## PROMPT
An exact restatement of the data is required, with the images omitted.
........
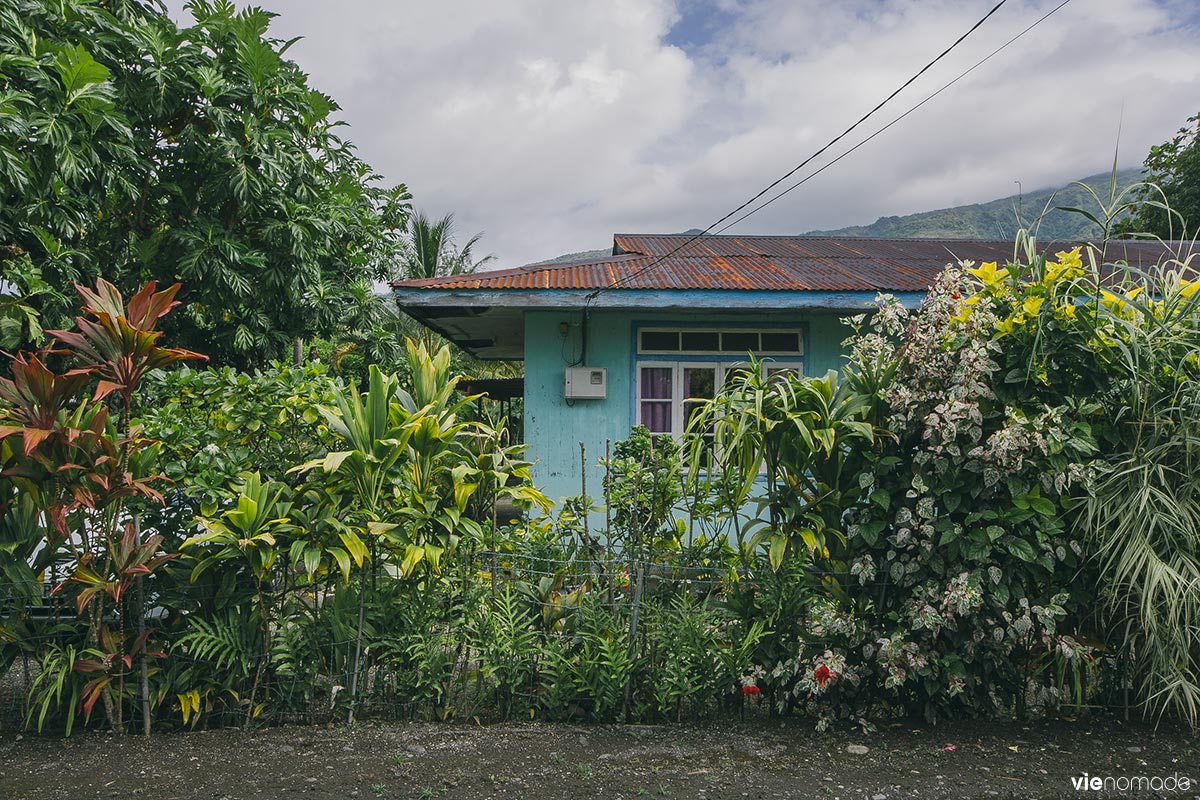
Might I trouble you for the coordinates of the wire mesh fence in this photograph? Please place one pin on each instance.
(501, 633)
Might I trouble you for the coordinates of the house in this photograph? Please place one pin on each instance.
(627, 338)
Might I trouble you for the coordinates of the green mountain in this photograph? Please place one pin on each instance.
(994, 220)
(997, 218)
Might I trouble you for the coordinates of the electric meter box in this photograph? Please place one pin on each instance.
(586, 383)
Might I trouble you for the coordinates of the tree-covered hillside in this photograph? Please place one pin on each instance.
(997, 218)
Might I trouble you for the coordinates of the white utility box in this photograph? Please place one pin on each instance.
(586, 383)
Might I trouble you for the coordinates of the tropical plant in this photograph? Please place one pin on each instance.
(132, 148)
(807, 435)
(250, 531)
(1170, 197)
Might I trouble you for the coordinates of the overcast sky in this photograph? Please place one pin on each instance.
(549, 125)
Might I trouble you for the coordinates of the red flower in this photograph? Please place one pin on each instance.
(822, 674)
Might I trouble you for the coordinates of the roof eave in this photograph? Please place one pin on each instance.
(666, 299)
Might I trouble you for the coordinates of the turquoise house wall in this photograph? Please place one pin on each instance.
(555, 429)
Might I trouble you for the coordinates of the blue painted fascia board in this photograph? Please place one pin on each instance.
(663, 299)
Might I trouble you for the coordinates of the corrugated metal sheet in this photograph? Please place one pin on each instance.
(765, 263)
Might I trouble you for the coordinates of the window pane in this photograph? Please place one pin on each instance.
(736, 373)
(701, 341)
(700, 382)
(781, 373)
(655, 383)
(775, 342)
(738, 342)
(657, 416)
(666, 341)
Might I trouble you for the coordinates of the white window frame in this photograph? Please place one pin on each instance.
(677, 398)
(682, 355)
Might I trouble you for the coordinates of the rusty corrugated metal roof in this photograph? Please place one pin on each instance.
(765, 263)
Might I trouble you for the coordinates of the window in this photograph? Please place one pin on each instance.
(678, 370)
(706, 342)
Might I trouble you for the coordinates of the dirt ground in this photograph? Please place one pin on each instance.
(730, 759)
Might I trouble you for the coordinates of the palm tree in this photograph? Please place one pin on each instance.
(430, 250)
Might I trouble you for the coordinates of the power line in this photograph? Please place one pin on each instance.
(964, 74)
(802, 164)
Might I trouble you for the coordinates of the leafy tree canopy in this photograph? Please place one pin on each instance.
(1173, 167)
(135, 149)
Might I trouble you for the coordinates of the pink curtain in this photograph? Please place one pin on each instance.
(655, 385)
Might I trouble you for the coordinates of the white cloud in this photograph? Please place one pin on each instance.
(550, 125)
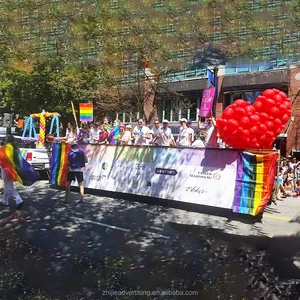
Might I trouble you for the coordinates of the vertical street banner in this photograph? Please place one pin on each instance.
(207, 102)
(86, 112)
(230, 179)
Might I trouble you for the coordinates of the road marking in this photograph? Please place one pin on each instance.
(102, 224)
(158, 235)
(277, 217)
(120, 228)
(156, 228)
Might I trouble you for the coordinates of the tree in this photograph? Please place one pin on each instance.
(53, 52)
........
## RESULT FOR THIS TASK
Might I trouble you for the coordinates of the wire mesh fence in this photograph? Please place one pin on each instance.
(501, 633)
Might I trouble you for the coordinates of the house in this photograph? Please place one pin on each instance.
(627, 338)
Might I trouble you for the coordinates of the green mountain in this photograph? Please place one pin on each instance.
(994, 220)
(997, 218)
Might I trouble you for the coordinates of the electric meter box in this photograph? Please place one pin on each instance.
(586, 383)
Might I trouble you for the coordinates of the tree-covered hillside in this photograph? Please place one pin on each instance.
(997, 218)
Might I trouble you for the coordinates of the white utility box in this photograph? Please place one pin on each instance.
(586, 383)
Might I trouble you for the coordinates of the tropical plant in this photograph? Please place one pin on each instance.
(132, 148)
(807, 435)
(250, 531)
(1170, 197)
Might I trouble you for the coordinates of the overcast sky in this photograph? Please place one pin on each instance.
(549, 125)
Might I trouble you for the coordinates of the red flower in this photograph? Please place one pin on each instance.
(822, 674)
Might I trouble you for the coordinates of the roof eave in this photograph? Please place one pin on each instance.
(666, 299)
Might I trouble you for the coordinates of the turquoise house wall in this photograph? Please place one pin on each instance.
(555, 429)
Might I trouble you for the coordinates of the blue painted fascia board in this photograph? Please place one pin on each instance.
(663, 299)
Might I trouble you for the coordinates of the corrugated metal sheet in this photograph? Please place one pin on each instance.
(765, 263)
Might I trouble you for the coordinates of the window pane in this photograph? Please place one pin on each instance.
(736, 373)
(701, 341)
(700, 382)
(781, 373)
(655, 383)
(775, 342)
(738, 342)
(657, 416)
(666, 341)
Might I trouble you for the coordinates of the white window frame in this photograph? Please place one pin on each instance.
(677, 398)
(682, 355)
Might I trouble you for the coordinates of the rusty corrugated metal roof in this photograph? Please place one pin on each instance.
(765, 263)
Might I trouble you for the coordinates of the window in this photograph? Please place one pin on each instance.
(678, 370)
(706, 342)
Might I trouble you for the coordinates of the dirt ground in this photograph? Please place one pin on each instance.
(730, 759)
Might I trouble you for the coordinates of the palm tree in this photograph? Please place one pin on each instance.
(430, 250)
Might I trouble you for the coordinates of the power line in this photograph? Please place one pin on each instance.
(964, 74)
(802, 164)
Might I trouble you for the coordinates of the leafy tree canopy in this photograph? Please place one pin on each instance.
(1173, 167)
(135, 149)
Might I trouble you for the coordinates of the pink curtain in this photograph? Please place one pin on each instance.
(655, 385)
Might I trouble you for the coordinates of the white cloud in this photograph? Please place one pin on each instance.
(550, 125)
Might I trouble you for the coordinates of the vertical street banner in this photograph? Please place one pin on each instance.
(207, 102)
(86, 112)
(230, 179)
Might I trouble you for the coordinates of the road marking in this photograph? Please place one pin on each instance.
(102, 224)
(158, 235)
(277, 217)
(120, 228)
(156, 228)
Might I trouble you for the coordinates of the tree in this photograph? Please place one pin on each instance.
(53, 52)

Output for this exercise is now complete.